→ REQUIRED WORK:
Return only those lines of the listing in which "below" appears.

→ SOURCE MATERIAL:
[Start of section]
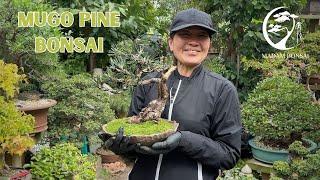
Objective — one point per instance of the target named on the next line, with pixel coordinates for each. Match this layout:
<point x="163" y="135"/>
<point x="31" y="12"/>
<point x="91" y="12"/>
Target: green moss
<point x="145" y="128"/>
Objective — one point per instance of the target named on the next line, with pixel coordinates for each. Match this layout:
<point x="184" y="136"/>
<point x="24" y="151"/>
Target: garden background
<point x="280" y="100"/>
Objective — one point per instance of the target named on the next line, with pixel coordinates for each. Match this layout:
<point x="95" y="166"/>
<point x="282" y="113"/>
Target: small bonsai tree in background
<point x="15" y="125"/>
<point x="302" y="165"/>
<point x="279" y="111"/>
<point x="63" y="161"/>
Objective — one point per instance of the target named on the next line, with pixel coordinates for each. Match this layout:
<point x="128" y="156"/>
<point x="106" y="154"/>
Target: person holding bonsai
<point x="205" y="105"/>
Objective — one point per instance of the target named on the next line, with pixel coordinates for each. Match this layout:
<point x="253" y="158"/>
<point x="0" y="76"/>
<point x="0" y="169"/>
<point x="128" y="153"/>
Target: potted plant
<point x="278" y="112"/>
<point x="147" y="127"/>
<point x="15" y="125"/>
<point x="81" y="110"/>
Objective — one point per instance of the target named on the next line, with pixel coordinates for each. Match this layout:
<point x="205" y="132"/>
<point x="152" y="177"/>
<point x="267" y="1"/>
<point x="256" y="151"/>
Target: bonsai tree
<point x="301" y="166"/>
<point x="278" y="111"/>
<point x="15" y="125"/>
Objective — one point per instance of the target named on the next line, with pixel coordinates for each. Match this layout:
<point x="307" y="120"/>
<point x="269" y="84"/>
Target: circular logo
<point x="279" y="27"/>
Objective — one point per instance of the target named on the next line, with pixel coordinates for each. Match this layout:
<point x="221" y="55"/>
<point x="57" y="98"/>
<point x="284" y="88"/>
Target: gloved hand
<point x="163" y="147"/>
<point x="118" y="144"/>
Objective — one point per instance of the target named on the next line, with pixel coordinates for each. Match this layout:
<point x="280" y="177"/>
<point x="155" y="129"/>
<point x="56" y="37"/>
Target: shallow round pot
<point x="270" y="156"/>
<point x="148" y="140"/>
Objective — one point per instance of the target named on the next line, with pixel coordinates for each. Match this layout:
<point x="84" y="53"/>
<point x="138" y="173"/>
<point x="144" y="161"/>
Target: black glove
<point x="163" y="147"/>
<point x="118" y="144"/>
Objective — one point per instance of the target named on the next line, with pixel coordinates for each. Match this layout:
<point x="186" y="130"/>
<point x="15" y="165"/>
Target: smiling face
<point x="190" y="46"/>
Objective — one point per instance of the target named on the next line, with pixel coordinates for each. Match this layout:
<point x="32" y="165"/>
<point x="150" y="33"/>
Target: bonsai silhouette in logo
<point x="280" y="27"/>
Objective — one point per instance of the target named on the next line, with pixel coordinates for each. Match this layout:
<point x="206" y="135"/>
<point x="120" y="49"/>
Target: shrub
<point x="300" y="166"/>
<point x="63" y="161"/>
<point x="17" y="43"/>
<point x="279" y="110"/>
<point x="15" y="125"/>
<point x="81" y="110"/>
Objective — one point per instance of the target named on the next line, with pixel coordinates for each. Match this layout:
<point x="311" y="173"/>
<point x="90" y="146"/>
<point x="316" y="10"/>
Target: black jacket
<point x="208" y="111"/>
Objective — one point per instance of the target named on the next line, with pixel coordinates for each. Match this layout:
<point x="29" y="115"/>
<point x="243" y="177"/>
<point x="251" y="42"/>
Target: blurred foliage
<point x="303" y="165"/>
<point x="81" y="110"/>
<point x="120" y="103"/>
<point x="9" y="80"/>
<point x="63" y="161"/>
<point x="239" y="24"/>
<point x="279" y="110"/>
<point x="247" y="80"/>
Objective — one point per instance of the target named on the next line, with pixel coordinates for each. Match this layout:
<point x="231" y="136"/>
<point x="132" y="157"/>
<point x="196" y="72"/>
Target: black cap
<point x="192" y="17"/>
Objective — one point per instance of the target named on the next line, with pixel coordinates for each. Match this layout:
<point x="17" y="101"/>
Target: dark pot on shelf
<point x="270" y="156"/>
<point x="39" y="110"/>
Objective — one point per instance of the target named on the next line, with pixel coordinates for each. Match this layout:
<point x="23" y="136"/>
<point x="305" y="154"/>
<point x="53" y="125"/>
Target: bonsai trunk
<point x="154" y="109"/>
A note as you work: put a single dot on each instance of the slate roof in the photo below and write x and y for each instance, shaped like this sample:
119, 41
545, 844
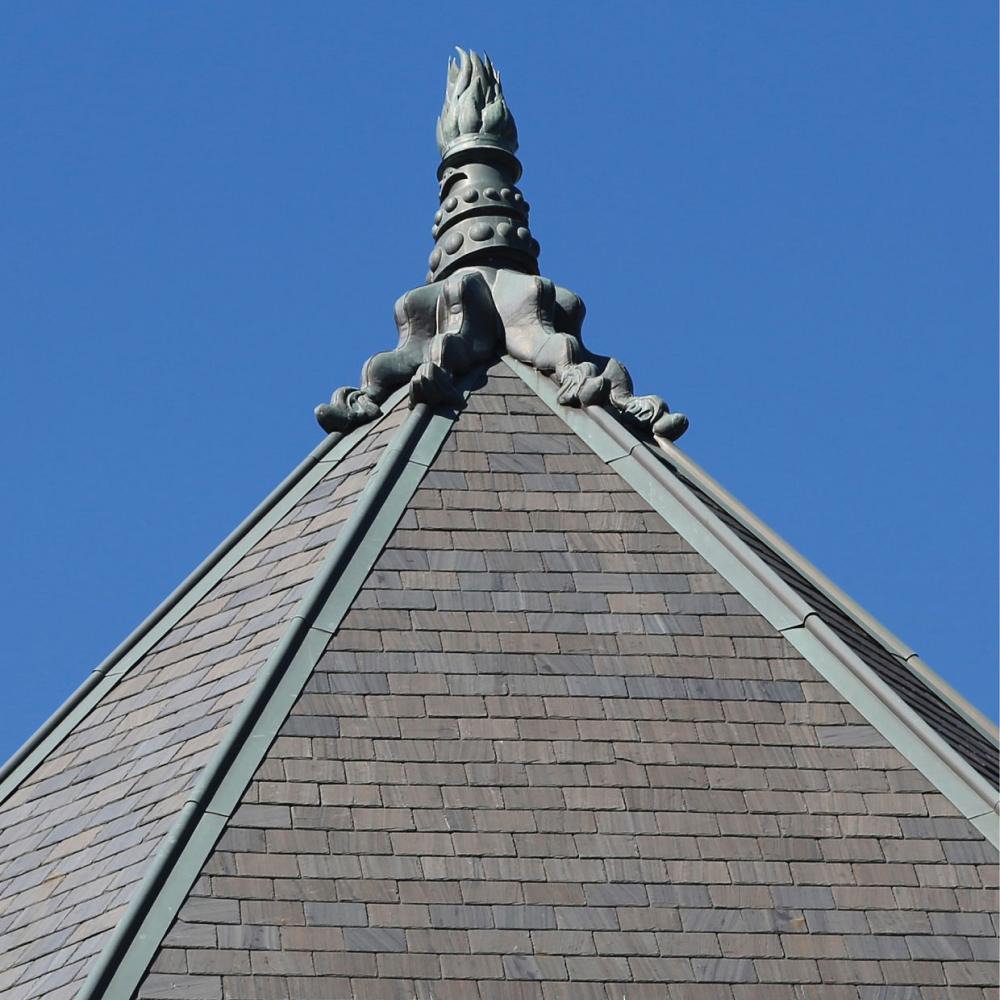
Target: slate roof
545, 750
77, 834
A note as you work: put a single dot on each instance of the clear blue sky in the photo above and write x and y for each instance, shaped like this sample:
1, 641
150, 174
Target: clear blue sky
782, 217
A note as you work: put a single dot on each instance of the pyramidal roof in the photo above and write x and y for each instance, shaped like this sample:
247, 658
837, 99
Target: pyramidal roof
499, 695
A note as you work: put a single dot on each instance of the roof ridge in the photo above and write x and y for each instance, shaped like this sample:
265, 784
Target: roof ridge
397, 474
646, 471
130, 651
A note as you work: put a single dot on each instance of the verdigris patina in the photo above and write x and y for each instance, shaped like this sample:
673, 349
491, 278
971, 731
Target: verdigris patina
484, 294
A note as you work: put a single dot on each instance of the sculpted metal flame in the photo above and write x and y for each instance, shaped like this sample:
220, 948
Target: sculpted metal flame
483, 294
474, 106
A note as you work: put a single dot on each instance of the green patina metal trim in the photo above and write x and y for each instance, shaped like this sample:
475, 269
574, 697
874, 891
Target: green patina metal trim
946, 769
684, 512
777, 602
891, 642
123, 961
184, 597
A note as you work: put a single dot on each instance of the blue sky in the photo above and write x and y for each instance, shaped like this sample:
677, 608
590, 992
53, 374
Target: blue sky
782, 217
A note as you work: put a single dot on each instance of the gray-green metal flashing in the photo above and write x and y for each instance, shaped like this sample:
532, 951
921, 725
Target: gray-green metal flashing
125, 957
184, 597
635, 462
891, 642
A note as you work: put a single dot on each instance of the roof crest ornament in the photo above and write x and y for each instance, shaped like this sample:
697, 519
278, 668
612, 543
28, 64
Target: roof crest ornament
474, 112
484, 294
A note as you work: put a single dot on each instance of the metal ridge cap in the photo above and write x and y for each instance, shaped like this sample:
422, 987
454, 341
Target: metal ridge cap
126, 955
959, 702
954, 776
196, 576
861, 617
624, 453
976, 796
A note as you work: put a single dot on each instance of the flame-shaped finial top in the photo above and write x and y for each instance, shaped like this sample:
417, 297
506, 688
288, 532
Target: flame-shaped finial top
475, 112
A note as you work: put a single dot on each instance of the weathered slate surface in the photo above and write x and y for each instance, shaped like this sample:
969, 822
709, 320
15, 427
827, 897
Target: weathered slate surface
77, 836
552, 754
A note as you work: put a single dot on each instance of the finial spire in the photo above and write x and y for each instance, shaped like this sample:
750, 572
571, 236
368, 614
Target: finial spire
475, 112
483, 292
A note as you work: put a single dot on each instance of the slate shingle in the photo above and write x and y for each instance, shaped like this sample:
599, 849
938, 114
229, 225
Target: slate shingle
614, 772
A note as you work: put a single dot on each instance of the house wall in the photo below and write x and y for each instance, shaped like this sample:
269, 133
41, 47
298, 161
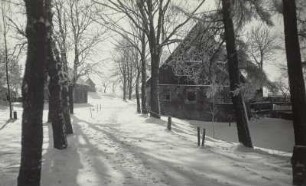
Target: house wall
80, 94
191, 102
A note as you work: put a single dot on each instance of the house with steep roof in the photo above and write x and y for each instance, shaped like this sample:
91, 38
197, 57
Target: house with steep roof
194, 82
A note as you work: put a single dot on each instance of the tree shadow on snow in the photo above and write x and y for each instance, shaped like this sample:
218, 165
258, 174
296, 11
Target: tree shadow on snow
61, 167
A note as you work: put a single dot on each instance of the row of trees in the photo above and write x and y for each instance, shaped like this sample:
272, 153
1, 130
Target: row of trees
52, 28
155, 28
150, 18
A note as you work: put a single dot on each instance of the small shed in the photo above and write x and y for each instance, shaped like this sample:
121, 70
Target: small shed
91, 85
80, 93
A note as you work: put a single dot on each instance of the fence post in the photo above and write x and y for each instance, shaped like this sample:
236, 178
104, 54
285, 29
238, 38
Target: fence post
203, 137
169, 123
199, 136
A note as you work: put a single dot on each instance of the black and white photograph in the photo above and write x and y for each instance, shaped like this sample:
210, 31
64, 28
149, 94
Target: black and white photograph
152, 93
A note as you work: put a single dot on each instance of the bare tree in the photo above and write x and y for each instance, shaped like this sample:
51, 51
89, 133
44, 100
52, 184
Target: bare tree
261, 44
33, 94
154, 15
76, 28
234, 76
6, 60
61, 37
297, 91
55, 72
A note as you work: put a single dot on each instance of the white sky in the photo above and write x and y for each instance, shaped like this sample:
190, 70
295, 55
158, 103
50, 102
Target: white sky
104, 51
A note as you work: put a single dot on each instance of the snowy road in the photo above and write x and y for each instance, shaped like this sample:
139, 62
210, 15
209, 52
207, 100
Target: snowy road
112, 145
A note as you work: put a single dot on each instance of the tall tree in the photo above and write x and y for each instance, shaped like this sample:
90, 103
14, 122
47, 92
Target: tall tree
261, 45
154, 16
6, 60
297, 91
61, 35
33, 94
84, 39
54, 67
234, 76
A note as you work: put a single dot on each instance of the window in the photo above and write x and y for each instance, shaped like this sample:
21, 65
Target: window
191, 96
166, 96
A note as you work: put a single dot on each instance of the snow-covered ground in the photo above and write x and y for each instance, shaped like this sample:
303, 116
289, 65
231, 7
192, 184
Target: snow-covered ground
112, 145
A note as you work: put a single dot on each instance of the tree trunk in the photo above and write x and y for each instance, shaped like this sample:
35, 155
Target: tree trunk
33, 95
143, 75
137, 92
124, 86
297, 92
65, 93
154, 97
50, 108
54, 70
234, 75
6, 64
71, 106
65, 97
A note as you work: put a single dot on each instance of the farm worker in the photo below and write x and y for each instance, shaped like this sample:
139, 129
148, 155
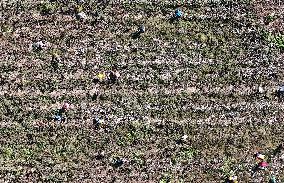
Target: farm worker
101, 76
57, 118
141, 29
259, 156
232, 179
272, 180
178, 13
66, 106
113, 76
262, 165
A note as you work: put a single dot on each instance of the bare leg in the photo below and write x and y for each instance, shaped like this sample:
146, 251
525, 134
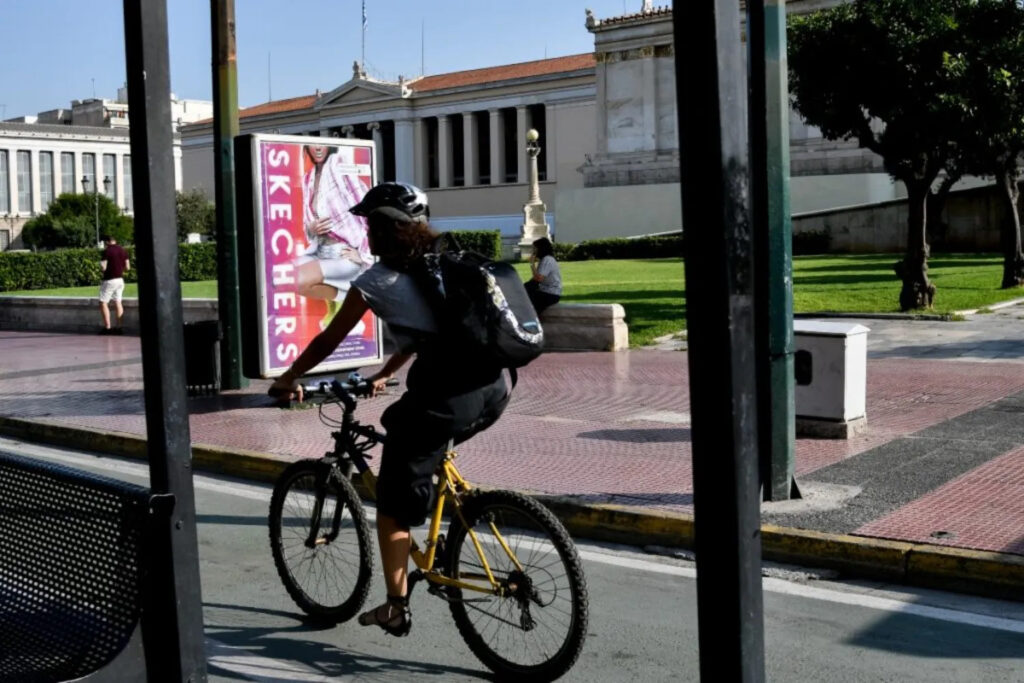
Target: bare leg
395, 542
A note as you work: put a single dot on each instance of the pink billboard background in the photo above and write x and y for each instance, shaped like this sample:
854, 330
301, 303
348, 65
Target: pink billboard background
312, 248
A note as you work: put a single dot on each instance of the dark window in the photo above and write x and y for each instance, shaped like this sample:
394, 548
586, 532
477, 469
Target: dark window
483, 144
458, 151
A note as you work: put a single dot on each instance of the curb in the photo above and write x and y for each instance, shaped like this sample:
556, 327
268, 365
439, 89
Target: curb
957, 569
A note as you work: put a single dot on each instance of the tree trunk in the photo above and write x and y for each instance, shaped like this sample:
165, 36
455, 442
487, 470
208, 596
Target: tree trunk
918, 292
1013, 258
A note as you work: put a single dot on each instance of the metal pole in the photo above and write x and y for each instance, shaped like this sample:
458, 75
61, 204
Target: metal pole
173, 630
711, 92
225, 127
773, 245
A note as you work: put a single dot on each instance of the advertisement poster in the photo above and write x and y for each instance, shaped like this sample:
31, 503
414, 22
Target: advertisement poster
308, 247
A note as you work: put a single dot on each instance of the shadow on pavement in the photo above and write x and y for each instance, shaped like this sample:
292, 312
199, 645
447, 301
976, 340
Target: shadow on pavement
279, 641
1007, 348
654, 435
922, 636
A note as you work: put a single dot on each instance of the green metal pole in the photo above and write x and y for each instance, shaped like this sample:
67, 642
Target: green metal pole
770, 191
225, 127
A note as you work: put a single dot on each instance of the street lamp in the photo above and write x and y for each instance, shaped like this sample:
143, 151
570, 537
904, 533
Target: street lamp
95, 198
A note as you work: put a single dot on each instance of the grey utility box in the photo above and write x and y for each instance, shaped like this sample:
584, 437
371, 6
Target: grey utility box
830, 365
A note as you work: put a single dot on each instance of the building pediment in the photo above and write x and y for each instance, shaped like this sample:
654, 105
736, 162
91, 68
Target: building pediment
360, 90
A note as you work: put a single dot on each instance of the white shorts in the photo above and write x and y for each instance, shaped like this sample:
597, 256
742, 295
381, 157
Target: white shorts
112, 289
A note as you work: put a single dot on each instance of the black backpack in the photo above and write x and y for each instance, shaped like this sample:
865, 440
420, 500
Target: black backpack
481, 305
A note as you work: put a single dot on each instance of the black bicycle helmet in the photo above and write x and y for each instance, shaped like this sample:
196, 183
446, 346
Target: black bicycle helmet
399, 201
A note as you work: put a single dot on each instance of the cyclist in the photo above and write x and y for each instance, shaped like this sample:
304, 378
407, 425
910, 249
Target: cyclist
444, 398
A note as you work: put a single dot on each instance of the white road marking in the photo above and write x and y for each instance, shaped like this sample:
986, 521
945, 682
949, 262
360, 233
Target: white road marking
262, 493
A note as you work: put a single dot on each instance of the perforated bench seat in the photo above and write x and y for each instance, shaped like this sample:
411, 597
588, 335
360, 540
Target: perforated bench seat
72, 567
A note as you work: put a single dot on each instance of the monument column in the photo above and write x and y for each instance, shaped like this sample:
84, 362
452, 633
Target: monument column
535, 223
520, 140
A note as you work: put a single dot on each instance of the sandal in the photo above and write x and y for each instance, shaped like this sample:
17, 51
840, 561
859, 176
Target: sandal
393, 616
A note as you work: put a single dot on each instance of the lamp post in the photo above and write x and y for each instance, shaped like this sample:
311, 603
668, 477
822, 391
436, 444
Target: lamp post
95, 198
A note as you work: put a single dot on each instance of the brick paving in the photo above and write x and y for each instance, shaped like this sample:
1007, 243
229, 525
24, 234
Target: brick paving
605, 427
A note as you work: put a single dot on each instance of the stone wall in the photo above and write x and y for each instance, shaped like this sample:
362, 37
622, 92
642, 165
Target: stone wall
970, 222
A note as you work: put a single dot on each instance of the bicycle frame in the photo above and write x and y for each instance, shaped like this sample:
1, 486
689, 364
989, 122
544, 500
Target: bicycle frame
451, 486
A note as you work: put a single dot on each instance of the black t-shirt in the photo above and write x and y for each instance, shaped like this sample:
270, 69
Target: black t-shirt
117, 259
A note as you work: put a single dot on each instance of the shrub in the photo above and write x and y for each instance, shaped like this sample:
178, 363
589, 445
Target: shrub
667, 246
80, 267
487, 243
195, 213
811, 242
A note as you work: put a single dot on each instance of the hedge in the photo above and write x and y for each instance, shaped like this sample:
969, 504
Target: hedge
80, 267
487, 243
667, 246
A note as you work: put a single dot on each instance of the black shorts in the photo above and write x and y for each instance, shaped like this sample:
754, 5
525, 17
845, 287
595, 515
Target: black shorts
419, 427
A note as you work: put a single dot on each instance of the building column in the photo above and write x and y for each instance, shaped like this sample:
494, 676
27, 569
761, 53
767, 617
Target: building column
404, 152
79, 172
375, 130
422, 154
550, 123
521, 124
119, 185
34, 184
444, 152
471, 155
497, 147
649, 77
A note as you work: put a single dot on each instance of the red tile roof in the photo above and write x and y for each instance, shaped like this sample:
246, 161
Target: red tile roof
635, 16
442, 81
504, 73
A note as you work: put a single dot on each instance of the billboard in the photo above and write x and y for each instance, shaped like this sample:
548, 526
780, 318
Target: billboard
[End of section]
→ SOLUTION TO THE PROBLEM:
A note as you work: put a single dot on each instance of the slate roof in the photo below and write x and y for each instance, shaped like this sample:
A note as you work: put a single dot on each instance of the house wall in the photo below and write x and y for each instance, shaped like this sample:
A note as you work: put a single dot on each instance of the farm worker in the photo below and write x and y for each instance, shaped like this sample:
A note as you work: put a single dot on each instance of the bare leg in the photo below and write x and y for each instance, shaped like this sample:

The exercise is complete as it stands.